Activity: Wherever "instance" appears in the records below, copy the line that holds it.
Start of Exercise data
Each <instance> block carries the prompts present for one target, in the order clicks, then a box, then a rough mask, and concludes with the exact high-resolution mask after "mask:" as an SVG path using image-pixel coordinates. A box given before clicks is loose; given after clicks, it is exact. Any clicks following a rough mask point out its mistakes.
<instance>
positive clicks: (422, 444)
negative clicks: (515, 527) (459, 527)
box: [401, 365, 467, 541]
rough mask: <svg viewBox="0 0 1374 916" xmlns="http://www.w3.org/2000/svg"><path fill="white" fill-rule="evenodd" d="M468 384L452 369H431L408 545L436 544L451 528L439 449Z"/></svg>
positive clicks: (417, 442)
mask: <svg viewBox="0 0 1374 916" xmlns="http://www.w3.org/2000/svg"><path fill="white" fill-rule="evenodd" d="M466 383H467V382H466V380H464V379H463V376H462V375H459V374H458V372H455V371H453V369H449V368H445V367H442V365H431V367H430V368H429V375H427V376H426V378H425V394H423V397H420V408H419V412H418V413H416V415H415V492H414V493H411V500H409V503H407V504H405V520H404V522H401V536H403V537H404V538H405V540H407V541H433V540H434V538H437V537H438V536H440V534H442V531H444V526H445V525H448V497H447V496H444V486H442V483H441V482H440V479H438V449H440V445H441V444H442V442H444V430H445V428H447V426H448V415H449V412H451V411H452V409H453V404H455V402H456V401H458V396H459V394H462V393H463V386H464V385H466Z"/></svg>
End of Exercise data
Solved problem:
Each <instance> block carries the prompts present for one target, in the order clicks, then a box, then a rough mask, and concludes with the exact high-resolution mask after "mask:" as an SVG path using image-pixel coordinates. A box given before clicks is loose; given after clicks, it is exact. Any clicks following a rough mask point out its mistakes.
<instance>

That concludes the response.